## Goal of the exercise
Recast all of the data below as a numbered list, leaving out any blank lines.

•••••

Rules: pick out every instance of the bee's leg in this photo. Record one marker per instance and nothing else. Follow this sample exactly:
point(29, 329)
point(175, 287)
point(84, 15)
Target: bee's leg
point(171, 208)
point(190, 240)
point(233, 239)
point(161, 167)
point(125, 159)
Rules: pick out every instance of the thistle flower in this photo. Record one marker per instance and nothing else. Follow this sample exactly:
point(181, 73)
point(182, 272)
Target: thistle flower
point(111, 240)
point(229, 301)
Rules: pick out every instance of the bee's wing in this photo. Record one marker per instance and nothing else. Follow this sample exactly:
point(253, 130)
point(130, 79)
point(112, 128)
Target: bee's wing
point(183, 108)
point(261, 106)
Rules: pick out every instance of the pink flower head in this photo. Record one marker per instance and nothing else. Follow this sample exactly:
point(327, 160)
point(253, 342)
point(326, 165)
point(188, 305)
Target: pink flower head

•••••

## Solution to this task
1. Rules: pick out every instance of the bee's leg in this photo. Record one marker per instance and nothing else. Follow this sample exactly:
2. point(29, 329)
3. point(175, 287)
4. point(84, 15)
5. Target: bee's leg
6. point(171, 208)
7. point(190, 240)
8. point(233, 239)
9. point(161, 167)
10. point(125, 159)
11. Rules: pick out every instance of the thistle flower in this photo. Record one marker per instance and nothing else. Follow this sample exactly:
12. point(181, 73)
13. point(182, 272)
14. Target: thistle flower
15. point(111, 240)
16. point(229, 301)
17. Rules: pick out every instance of the bee's wing in this photo. Record one marker per instance and nothing else. Follow this sample exactly:
18. point(253, 130)
19. point(130, 79)
20. point(112, 128)
21. Target: bee's wing
22. point(183, 108)
23. point(261, 106)
24. Rules: pick out every instance of the pink flower head in this photo. Record one marker per instance and nothing else. Follow this sample exactly:
25. point(327, 160)
26. point(253, 342)
27. point(326, 165)
28. point(188, 305)
29. Target: pink flower head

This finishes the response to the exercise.